== Data section ==

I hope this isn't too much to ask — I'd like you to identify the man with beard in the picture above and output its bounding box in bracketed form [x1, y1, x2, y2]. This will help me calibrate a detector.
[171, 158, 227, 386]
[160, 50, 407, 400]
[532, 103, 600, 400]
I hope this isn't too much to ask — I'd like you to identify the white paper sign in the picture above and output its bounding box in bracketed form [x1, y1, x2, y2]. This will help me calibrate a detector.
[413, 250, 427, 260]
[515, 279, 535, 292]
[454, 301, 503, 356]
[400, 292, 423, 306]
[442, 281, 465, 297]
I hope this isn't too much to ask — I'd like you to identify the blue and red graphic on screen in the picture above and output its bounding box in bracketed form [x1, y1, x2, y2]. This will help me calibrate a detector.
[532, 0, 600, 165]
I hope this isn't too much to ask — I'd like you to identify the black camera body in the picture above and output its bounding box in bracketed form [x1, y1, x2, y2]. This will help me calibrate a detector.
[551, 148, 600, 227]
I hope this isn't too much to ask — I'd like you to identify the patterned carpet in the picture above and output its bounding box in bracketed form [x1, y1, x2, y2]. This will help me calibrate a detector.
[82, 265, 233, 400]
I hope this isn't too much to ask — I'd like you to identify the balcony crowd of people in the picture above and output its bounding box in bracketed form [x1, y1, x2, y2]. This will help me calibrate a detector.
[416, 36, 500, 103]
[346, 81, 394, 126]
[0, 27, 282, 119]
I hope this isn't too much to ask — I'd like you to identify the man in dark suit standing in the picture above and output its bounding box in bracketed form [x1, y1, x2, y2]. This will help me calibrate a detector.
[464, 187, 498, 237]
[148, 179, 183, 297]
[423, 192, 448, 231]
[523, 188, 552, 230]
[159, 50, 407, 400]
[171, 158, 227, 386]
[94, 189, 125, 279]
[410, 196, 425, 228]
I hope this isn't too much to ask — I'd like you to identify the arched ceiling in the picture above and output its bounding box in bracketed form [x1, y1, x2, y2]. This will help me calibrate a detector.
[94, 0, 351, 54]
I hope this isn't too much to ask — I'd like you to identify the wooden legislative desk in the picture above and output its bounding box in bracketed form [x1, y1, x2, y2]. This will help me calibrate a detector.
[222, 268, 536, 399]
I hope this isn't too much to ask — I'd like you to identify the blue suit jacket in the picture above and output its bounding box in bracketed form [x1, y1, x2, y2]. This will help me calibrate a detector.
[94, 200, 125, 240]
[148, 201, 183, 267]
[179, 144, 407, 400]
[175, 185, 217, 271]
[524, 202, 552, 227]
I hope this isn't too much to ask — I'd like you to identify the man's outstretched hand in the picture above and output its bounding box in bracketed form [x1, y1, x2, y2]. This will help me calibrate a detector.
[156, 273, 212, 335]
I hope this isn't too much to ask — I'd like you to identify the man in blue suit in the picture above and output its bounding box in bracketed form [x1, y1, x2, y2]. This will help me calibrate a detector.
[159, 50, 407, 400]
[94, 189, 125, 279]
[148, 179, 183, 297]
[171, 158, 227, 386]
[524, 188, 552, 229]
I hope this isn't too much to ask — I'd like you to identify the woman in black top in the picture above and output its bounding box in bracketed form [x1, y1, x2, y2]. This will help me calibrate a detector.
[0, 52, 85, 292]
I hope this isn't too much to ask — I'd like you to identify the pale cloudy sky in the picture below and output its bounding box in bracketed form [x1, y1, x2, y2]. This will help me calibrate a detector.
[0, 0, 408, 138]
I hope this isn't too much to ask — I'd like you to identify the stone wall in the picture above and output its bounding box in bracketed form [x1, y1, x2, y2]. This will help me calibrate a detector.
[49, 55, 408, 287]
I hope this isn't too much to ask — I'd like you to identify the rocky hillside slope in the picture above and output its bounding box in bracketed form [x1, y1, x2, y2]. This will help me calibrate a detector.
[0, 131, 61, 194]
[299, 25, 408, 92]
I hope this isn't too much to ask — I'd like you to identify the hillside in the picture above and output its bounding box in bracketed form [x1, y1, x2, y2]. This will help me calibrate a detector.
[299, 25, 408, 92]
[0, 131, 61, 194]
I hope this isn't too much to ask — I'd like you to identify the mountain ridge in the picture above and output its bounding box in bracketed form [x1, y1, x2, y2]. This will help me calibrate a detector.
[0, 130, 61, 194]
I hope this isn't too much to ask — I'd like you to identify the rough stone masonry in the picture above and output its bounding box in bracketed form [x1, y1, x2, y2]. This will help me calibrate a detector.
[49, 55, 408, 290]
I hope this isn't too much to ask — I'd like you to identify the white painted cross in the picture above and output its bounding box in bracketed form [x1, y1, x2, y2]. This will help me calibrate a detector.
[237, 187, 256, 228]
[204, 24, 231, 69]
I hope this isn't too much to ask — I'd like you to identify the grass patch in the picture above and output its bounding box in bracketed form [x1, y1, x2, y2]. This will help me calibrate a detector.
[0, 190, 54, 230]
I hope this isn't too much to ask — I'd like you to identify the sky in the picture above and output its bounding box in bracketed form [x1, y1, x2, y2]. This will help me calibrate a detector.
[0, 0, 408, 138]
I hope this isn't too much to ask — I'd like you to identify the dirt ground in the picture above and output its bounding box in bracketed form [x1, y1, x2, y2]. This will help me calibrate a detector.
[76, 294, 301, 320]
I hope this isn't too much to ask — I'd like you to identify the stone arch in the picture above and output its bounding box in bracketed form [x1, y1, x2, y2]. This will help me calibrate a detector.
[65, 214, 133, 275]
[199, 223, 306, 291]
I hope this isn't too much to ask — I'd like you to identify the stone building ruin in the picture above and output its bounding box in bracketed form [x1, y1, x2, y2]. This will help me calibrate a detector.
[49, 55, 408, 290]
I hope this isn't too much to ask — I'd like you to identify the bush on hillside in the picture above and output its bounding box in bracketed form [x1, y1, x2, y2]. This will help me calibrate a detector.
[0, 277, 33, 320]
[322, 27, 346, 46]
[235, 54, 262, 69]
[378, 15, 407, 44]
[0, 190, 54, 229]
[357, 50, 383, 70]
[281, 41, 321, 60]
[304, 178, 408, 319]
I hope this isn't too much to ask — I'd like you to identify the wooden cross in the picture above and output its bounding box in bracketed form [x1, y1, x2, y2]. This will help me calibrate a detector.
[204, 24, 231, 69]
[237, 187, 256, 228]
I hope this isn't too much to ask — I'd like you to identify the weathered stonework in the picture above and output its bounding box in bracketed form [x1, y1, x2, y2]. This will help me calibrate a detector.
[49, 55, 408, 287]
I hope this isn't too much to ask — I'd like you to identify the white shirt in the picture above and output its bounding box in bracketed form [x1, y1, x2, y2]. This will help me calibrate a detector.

===

Rewrite all of the lines above, changing every "calibrate" to "evaluate" and leaving everything else unchanged.

◆ Answer for the task:
I hope this isn't too much to ask — I'd like you to identify the man with beard in the picture above and output its bounding box in bracketed form [x1, y1, x2, y2]. This will help me evaluate a detector.
[171, 158, 227, 386]
[160, 50, 407, 400]
[532, 103, 600, 400]
I hope this isn't too much to ask — I'd like you to identify the white paper sign in the picture above and output its bounding box in bracketed form [x1, y1, x2, y2]. This will help me evaluate a detector.
[413, 250, 427, 260]
[515, 279, 535, 292]
[454, 301, 503, 356]
[400, 292, 423, 306]
[442, 281, 465, 297]
I hope this isn't too much to ask — I'd like you to identify the blue and red graphic on screen in the picture above and output its bounding box in bracketed form [x1, y1, x2, y2]. This will help me evaluate a detector.
[532, 0, 600, 165]
I hope this isn't too much to ask — I'd like you to identify the black camera body in the picture above and output its bounding box in bracketed form [x1, y1, x2, y2]. This will help me evaluate a detector.
[551, 148, 600, 227]
I hope this isn't too much to ask — I'd like you to identify the patterned carpet in the picture above and output its bounding box in bracketed form [x1, y1, x2, y2]. This will help me evaluate a detector.
[82, 265, 233, 400]
I hope this isn't too much to ask — I'd like you to identify the balcony crowd of people in the picture above and output its bounding box in bracketed form [x1, y1, x2, y2]. This will help me evaluate a detector.
[416, 36, 500, 103]
[346, 81, 394, 126]
[0, 27, 282, 119]
I hope this isn't too much to ask — I'd like you to identify the man in dark suit standing in the picture above and output its bounding box in bracketed form [x1, y1, x2, y2]. This will help me evaluate a detector.
[464, 187, 498, 237]
[148, 179, 183, 297]
[423, 192, 448, 231]
[523, 188, 552, 230]
[159, 50, 407, 400]
[171, 158, 227, 386]
[94, 189, 125, 279]
[410, 196, 425, 228]
I hope this isn't too much to ask — I'd like you to identify the arched ceiling in the picture above and output its bounding box in bracketed form [x1, y1, x2, y2]. This will help me evaluate a detector.
[94, 0, 351, 54]
I hope this isn't too much to ask — I'd like you to identify the wooden legislative desk in the picture above and output its bounding box in bracketed form [x1, y1, x2, y2]. This will help me evaluate a detector.
[222, 268, 536, 399]
I hope this isn't too much to ask — I'd like you to identify the blue suit jacket in the picture above and output its bounding box in bracketed form [x1, y1, x2, y2]. This will help me evaluate a detector.
[94, 200, 125, 240]
[148, 201, 183, 267]
[179, 144, 407, 400]
[175, 185, 217, 271]
[524, 202, 552, 227]
I hope this isn't too much to ask — I'd like you to identify the man's outstretched hand in the picture above and output its bounding box in bracketed form [x1, y1, x2, y2]. This will help me evaluate a detector.
[156, 273, 212, 335]
I hope this isn't too much to ask — I'd like you to identify the man in blue suit in the picture above and output its bounding box in bracketed form [x1, y1, x2, y2]. This will help me evaluate a detector.
[159, 50, 407, 400]
[94, 189, 125, 279]
[148, 179, 183, 297]
[171, 158, 227, 386]
[524, 188, 552, 229]
I hope this isn't too much to ask — I'd like you to identify the woman in black top in the picture above and output its bounding box in bracketed form [x1, y1, x2, y2]. This will help me evaluate a detector.
[0, 52, 85, 292]
I hope this isn't too much to ask — I'd like you to identify the pale cloudy sky in the picture below and output its bounding box in bracketed form [x1, y1, x2, y2]. This will help me evaluate a detector.
[0, 0, 408, 138]
I hope this isn't too much to ask — I'd like you to identify the stone wall in the picture above and output its bounding box in bracketed form [x1, y1, x2, y2]. This will help me evaluate a detector.
[49, 55, 408, 287]
I hope this isn't too much to ask — I'd like you to identify the rocky hillside slope in the picture above and output its bounding box in bracketed form [x1, y1, x2, y2]. This will help me evaluate a detector.
[0, 131, 61, 194]
[299, 25, 408, 92]
I hope this isn't too much to ask — I'd like you to identify the hillside in the picture above and output its bounding box in bracketed form [x1, y1, x2, y2]. This will help me evaluate a detector.
[299, 25, 408, 92]
[0, 131, 61, 194]
I hope this isn't too much to ask — I'd like you to identify the mountain ridge in the picture above and output its bounding box in bracketed form [x1, y1, x2, y2]. This will help me evaluate a detector.
[0, 130, 61, 194]
I hope this isn't too much to ask — I'd like you to identify the rough stone masonry in the picture above and output its bounding box in bracketed form [x1, y1, x2, y2]. This will help me evaluate a detector.
[49, 55, 408, 290]
I hope this isn't too much to ask — I'd like you to identify the white painted cross in the picture above and output its bounding box in bracketed form [x1, y1, x2, y2]. This will help me evaluate a detector.
[237, 187, 256, 228]
[204, 24, 231, 69]
I hope this isn't too much to ask — I'd like you to identify the grass patch in the picture above and output its bounding box in bracketed form [x1, y1, x2, y2]. This will help me evaluate a detector.
[0, 190, 54, 230]
I hope this isn't too much to ask — I'd like you to identify the sky in the picture above and output its bounding box in bracketed form [x1, y1, x2, y2]. This will help me evaluate a detector.
[0, 0, 408, 138]
I hope this isn't too much to ask — I'd like you to identify the dirt ground in the picture above and output its bounding box in bracketed form [x1, y1, x2, y2]. This will help me evaluate a detector.
[76, 294, 301, 320]
I hope this isn't too much to ask — I'd like you to identify the stone arch in the picture above and output its bounding box in bracketed form [x1, y1, x2, y2]. This will help me evaluate a detector.
[65, 214, 133, 275]
[199, 223, 306, 291]
I hope this isn't too much to ask — I'd like you to identify the stone building ruin in the picture above and output its bounding box in bracketed form [x1, y1, x2, y2]. This will help me evaluate a detector.
[49, 55, 408, 290]
I hope this isn't too much to ask — I'd like you to identify the bush on hillside in the picture above and output its bounding box in bracketed form [x1, y1, x2, y2]. This will help me evaluate a detector.
[0, 277, 33, 320]
[322, 27, 346, 46]
[235, 54, 262, 69]
[378, 15, 407, 44]
[0, 190, 54, 229]
[357, 50, 383, 70]
[281, 41, 321, 60]
[304, 178, 408, 319]
I hope this isn't too much to ask — I'd like you to identify the wooden cross in the picture above and output its bounding box in bracketed form [x1, y1, x2, y2]. This will help me evaluate a detector.
[204, 24, 231, 69]
[237, 187, 256, 228]
I hope this isn't too much to ask — I'd like you to identify the weathered stonework in the picture above and output its bounding box in bracketed form [x1, y1, x2, y2]. This will help me evaluate a detector.
[49, 55, 408, 287]
I hope this isn't too much to ask — I'd like you to identify the white shirt in the picture above and output its bounding box in bracketed form [x1, y1, x2, y2]. This will help me evaluate a detector.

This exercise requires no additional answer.